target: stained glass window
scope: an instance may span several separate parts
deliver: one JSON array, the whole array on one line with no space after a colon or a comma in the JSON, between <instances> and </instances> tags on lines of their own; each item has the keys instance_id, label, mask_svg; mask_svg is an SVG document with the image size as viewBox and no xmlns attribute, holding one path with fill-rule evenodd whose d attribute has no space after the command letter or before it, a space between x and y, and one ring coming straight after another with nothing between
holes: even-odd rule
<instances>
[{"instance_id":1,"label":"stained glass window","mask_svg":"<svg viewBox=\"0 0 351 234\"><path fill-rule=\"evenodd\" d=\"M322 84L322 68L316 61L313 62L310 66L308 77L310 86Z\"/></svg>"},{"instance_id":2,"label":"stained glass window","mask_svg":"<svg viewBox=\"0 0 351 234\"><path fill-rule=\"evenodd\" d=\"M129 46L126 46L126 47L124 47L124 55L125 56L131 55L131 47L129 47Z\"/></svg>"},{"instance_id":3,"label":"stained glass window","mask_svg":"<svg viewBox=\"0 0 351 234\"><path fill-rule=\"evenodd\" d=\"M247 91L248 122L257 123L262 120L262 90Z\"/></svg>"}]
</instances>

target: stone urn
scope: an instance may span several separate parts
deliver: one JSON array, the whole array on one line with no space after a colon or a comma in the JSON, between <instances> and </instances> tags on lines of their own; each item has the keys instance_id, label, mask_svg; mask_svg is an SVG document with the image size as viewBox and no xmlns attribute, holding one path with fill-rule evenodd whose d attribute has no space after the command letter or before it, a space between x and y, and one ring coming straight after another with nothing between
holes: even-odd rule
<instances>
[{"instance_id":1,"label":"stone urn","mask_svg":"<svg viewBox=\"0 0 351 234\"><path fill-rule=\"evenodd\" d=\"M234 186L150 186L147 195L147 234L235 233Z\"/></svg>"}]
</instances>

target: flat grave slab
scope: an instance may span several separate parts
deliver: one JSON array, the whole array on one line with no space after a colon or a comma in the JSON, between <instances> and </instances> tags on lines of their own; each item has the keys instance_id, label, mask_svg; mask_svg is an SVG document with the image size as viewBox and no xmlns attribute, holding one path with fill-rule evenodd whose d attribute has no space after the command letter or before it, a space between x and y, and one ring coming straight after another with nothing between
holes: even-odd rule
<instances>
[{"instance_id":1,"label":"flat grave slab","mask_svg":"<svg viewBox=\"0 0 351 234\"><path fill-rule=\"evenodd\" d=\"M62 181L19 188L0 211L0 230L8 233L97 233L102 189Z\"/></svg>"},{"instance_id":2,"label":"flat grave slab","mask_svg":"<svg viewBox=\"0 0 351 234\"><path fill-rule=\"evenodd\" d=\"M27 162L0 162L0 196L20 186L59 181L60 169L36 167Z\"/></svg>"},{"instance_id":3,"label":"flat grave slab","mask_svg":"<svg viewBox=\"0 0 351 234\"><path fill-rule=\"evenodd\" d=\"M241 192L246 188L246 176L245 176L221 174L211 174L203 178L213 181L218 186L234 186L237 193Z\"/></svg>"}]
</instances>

+===+

Rewrite the lines as a numbered list without blank lines, starting at the line that has "target: stone urn" and ending with the last line of the entries.

### EXERCISE SOLUTION
1. target: stone urn
2. scope: an instance may span several separate parts
3. deliver: one JSON array, the whole array on one line with no space after a colon or a comma in the JSON, between <instances> and </instances> tags on lines of their own; each item has the keys instance_id, label, mask_svg; mask_svg is an SVG document with the image size as viewBox and no xmlns attribute, holding one path with fill-rule evenodd whose d attribute has no space after the command letter or before it, a space between x and y, and one ring coming straight after another with nothing between
4. holes: even-odd rule
5. <instances>
6. [{"instance_id":1,"label":"stone urn","mask_svg":"<svg viewBox=\"0 0 351 234\"><path fill-rule=\"evenodd\" d=\"M234 186L150 186L147 195L147 234L235 233Z\"/></svg>"}]
7. </instances>
8. target: flat grave slab
9. scope: an instance may span several separate parts
10. deliver: one JSON array, the whole array on one line with no space after a colon or a comma in the JSON, between <instances> and </instances> tags on lines of their own; each item has the keys instance_id, label, mask_svg; mask_svg is an SVG document with the image size as viewBox and no xmlns attribute, holding one path with fill-rule evenodd whose d attribute has no space after the command letter or before it, a space between x and y, and one ring coming straight after another with nothing between
11. holes: even-odd rule
12. <instances>
13. [{"instance_id":1,"label":"flat grave slab","mask_svg":"<svg viewBox=\"0 0 351 234\"><path fill-rule=\"evenodd\" d=\"M62 181L19 188L0 211L0 230L8 233L97 233L102 189Z\"/></svg>"},{"instance_id":2,"label":"flat grave slab","mask_svg":"<svg viewBox=\"0 0 351 234\"><path fill-rule=\"evenodd\" d=\"M27 162L0 162L0 196L20 186L59 181L60 169L36 167Z\"/></svg>"},{"instance_id":3,"label":"flat grave slab","mask_svg":"<svg viewBox=\"0 0 351 234\"><path fill-rule=\"evenodd\" d=\"M241 192L246 188L246 176L245 176L221 174L211 174L203 178L213 181L218 186L234 186L237 193Z\"/></svg>"}]
14. </instances>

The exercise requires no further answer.